Copy out the part of the records that opens at their very start and closes with the line containing "[0,366,833,472]", reproducing both end lines and every line between them without changes. Leave the pictures out of your answer.

Box-labeled dataset extracts
start
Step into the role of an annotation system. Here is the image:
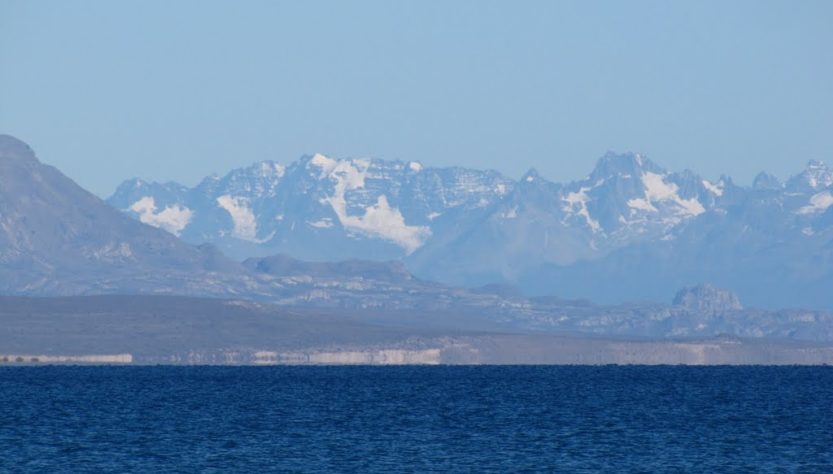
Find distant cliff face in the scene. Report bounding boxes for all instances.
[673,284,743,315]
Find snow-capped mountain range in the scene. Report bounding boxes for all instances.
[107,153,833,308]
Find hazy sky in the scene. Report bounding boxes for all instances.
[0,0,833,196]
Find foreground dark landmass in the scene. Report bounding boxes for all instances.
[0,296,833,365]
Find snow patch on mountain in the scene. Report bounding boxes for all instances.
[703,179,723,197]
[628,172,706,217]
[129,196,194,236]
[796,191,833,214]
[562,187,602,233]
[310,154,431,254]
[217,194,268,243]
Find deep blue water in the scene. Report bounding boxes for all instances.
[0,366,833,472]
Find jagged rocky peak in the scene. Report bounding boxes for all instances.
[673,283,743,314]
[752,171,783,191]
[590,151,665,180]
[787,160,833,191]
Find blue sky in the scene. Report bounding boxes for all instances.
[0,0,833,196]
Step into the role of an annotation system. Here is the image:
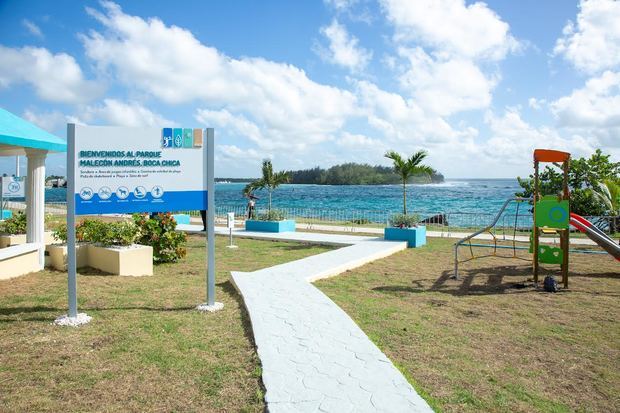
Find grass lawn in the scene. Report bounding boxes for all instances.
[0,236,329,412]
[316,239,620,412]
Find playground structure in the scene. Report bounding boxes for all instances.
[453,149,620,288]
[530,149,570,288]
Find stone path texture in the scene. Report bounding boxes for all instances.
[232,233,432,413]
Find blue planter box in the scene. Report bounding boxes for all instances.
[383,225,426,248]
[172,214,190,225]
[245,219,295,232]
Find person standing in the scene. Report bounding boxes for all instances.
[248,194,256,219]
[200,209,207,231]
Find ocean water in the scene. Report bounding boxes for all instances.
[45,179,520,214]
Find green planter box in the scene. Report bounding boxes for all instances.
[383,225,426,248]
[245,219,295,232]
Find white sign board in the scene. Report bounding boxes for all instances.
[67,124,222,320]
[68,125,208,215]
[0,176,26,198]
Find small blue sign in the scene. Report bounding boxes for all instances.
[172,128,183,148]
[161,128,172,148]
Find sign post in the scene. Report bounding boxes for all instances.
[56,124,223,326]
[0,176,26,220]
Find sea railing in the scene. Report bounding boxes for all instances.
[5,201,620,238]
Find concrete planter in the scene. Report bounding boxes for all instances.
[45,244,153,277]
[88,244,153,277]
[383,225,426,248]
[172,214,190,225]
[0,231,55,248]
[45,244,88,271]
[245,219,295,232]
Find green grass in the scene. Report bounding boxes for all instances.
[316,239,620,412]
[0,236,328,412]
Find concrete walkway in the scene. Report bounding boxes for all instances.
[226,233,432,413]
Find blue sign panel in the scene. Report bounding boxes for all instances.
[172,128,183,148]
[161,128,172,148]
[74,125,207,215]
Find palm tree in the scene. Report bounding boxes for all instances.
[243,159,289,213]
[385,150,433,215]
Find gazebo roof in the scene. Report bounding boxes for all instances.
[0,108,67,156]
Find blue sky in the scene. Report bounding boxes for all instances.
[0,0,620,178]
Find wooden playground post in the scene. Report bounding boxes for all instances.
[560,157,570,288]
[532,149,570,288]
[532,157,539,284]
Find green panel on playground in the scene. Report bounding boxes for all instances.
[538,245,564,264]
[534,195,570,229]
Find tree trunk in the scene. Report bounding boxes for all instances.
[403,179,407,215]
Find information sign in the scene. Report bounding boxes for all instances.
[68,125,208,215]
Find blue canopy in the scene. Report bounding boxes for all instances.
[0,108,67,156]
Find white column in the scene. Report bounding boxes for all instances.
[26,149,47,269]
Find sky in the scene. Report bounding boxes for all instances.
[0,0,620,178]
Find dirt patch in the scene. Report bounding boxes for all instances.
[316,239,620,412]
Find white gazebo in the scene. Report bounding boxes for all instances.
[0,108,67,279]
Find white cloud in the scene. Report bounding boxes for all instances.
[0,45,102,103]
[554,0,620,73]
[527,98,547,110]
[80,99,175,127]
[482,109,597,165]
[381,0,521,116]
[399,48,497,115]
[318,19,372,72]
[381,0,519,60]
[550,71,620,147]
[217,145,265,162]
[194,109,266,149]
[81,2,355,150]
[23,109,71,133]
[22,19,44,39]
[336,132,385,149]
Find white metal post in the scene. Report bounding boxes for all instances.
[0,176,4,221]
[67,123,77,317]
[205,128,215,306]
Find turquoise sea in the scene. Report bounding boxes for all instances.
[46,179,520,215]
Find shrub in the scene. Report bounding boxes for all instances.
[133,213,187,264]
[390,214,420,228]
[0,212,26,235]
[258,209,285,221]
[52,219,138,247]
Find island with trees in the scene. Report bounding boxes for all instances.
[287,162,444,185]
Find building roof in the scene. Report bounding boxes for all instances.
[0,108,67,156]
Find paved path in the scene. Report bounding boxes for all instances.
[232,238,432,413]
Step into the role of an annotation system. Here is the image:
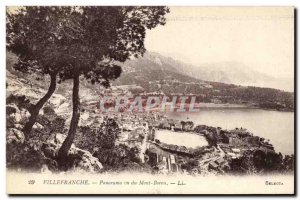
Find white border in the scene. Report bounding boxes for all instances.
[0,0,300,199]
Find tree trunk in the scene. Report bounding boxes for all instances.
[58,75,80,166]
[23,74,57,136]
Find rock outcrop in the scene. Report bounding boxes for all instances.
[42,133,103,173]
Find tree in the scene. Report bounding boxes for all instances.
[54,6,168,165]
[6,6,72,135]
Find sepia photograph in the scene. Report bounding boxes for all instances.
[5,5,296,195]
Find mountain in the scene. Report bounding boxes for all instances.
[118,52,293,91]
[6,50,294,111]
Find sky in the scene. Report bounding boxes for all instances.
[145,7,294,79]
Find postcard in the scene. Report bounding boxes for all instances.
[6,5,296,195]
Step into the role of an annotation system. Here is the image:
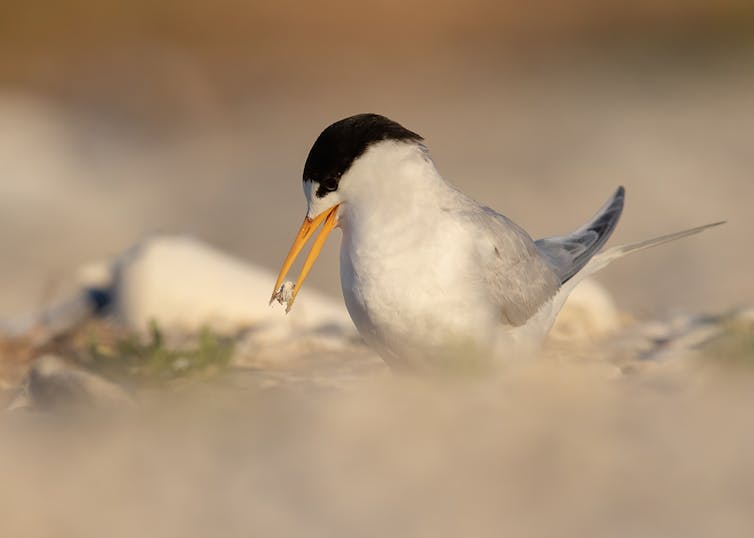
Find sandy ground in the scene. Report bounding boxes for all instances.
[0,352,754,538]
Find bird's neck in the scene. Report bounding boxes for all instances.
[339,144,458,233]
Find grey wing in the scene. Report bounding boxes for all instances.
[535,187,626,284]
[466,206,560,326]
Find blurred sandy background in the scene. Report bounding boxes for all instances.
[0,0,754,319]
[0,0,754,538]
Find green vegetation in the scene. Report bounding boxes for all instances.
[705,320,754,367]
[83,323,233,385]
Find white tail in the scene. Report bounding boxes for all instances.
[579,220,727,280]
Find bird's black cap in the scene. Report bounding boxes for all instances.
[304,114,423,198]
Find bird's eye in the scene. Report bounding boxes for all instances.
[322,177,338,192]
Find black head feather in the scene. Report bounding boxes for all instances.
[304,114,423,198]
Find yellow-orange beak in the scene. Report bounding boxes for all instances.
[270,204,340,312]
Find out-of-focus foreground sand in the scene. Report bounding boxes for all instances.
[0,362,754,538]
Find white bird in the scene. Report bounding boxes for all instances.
end
■ WRITTEN RESPONSE ■
Step into the role of an annotation system. Here is the image:
Find distant cliff face in the scene. Report bounding boxes for all instances.
[673,284,743,315]
Find snow-capped mountain range in the scene. Report bounding boxes for all instances.
[107,153,833,308]
Find hazy sky in the scene. Report bounding boxes for all instances.
[0,0,833,196]
Find foreground dark landmass in the scene. Report bounding boxes for all instances.
[0,296,833,365]
Find snow patch on mountain in the scene. Report bounding boxes for all instances.
[703,179,723,197]
[628,172,706,217]
[129,196,194,236]
[796,191,833,214]
[562,187,602,233]
[310,154,431,254]
[217,194,268,243]
Find deep blue water in the scene. Report bounding boxes for all instances.
[0,366,833,472]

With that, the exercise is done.